* _Task description_
Could you write out the records exactly as they are given?

● ● ● ● ● ● ●

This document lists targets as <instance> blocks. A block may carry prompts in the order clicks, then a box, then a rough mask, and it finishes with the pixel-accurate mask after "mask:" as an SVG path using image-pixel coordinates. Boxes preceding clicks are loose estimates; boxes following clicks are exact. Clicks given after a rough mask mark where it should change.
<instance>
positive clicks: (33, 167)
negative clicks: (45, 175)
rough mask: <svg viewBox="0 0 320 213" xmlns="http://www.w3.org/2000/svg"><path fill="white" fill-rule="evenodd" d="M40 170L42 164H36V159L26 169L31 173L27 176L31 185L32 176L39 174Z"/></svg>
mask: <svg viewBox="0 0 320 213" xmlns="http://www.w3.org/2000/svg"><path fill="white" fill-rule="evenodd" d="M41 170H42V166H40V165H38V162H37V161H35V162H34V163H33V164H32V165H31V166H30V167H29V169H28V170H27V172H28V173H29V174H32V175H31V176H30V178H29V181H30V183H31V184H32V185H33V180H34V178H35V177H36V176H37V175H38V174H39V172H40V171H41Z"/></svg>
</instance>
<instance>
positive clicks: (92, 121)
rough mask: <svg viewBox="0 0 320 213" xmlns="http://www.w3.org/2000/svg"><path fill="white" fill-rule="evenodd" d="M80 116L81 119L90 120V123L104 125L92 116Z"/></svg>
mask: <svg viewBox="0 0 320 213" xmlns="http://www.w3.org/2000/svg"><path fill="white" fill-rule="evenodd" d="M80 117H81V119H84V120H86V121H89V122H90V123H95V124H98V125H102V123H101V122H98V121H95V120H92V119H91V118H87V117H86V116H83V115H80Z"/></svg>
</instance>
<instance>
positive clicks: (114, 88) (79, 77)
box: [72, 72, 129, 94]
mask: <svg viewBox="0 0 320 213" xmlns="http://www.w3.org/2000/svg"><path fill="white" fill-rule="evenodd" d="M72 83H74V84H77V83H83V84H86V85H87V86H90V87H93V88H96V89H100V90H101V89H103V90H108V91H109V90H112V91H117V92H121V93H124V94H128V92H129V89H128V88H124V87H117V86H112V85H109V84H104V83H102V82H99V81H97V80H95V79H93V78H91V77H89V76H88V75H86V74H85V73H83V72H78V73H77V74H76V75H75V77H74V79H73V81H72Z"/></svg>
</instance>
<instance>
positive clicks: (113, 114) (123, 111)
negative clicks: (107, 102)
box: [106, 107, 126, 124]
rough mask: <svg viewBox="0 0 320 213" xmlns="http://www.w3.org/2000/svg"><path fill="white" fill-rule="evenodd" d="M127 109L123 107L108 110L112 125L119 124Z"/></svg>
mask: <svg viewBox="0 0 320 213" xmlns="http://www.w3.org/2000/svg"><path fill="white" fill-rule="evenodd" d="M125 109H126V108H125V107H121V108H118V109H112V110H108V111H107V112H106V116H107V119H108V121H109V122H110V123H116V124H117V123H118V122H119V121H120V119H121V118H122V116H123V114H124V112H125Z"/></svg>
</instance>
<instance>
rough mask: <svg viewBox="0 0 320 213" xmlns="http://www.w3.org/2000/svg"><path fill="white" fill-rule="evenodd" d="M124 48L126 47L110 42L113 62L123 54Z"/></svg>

● ● ● ● ● ● ●

* _Response_
This document lists targets as <instance> blocks. A block may carry prompts in the order clicks, then a box, then a rough mask, and it finishes with the pixel-accurate mask after "mask:" as an SVG path using image-pixel coordinates. Boxes preceding clicks are loose estimates; boxes following clicks are exact. Clicks given after a rough mask mark where it should change.
<instance>
positive clicks: (33, 167)
negative clicks: (45, 175)
rough mask: <svg viewBox="0 0 320 213" xmlns="http://www.w3.org/2000/svg"><path fill="white" fill-rule="evenodd" d="M40 170L42 164H36V159L26 169L31 173L27 176L31 185L32 176L39 174Z"/></svg>
mask: <svg viewBox="0 0 320 213" xmlns="http://www.w3.org/2000/svg"><path fill="white" fill-rule="evenodd" d="M41 170H42V166H40V165H38V162H37V161H35V162H34V163H33V164H32V165H31V166H30V167H29V169H28V170H27V172H28V173H29V174H32V175H31V176H30V178H29V181H30V183H31V184H32V185H33V180H34V178H35V177H36V176H37V175H38V174H39V172H40V171H41Z"/></svg>
</instance>
<instance>
positive clicks: (92, 121)
rough mask: <svg viewBox="0 0 320 213" xmlns="http://www.w3.org/2000/svg"><path fill="white" fill-rule="evenodd" d="M80 116L81 119L90 120V123L104 125L92 116Z"/></svg>
mask: <svg viewBox="0 0 320 213" xmlns="http://www.w3.org/2000/svg"><path fill="white" fill-rule="evenodd" d="M80 117H81V119H84V120H86V121H89V122H90V123H95V124H98V125H102V123H101V122H98V121H95V120H92V119H91V118H87V117H86V116H83V115H80Z"/></svg>
</instance>
<instance>
positive clicks: (114, 88) (79, 77)
box: [72, 72, 129, 94]
mask: <svg viewBox="0 0 320 213" xmlns="http://www.w3.org/2000/svg"><path fill="white" fill-rule="evenodd" d="M72 83H74V84H77V83H83V84H86V85H87V86H90V87H93V88H96V89H100V90H101V89H103V90H108V91H109V90H112V91H117V92H121V93H124V94H128V92H129V89H128V88H124V87H117V86H112V85H109V84H104V83H102V82H99V81H97V80H95V79H93V78H91V77H89V76H88V75H86V74H85V73H83V72H78V73H77V74H76V75H75V77H74V79H73V81H72Z"/></svg>
</instance>
<instance>
positive clicks: (113, 114) (123, 111)
negative clicks: (107, 102)
box: [106, 107, 126, 124]
rough mask: <svg viewBox="0 0 320 213" xmlns="http://www.w3.org/2000/svg"><path fill="white" fill-rule="evenodd" d="M127 109L123 107L108 110L112 125L119 124Z"/></svg>
mask: <svg viewBox="0 0 320 213" xmlns="http://www.w3.org/2000/svg"><path fill="white" fill-rule="evenodd" d="M125 109H126V108H125V107H121V108H118V109H112V110H108V111H107V112H106V116H107V119H108V121H109V122H110V123H116V124H117V123H118V122H119V121H120V119H121V118H122V116H123V114H124V112H125Z"/></svg>
</instance>
<instance>
rough mask: <svg viewBox="0 0 320 213" xmlns="http://www.w3.org/2000/svg"><path fill="white" fill-rule="evenodd" d="M124 48L126 47L110 42L113 62L123 54Z"/></svg>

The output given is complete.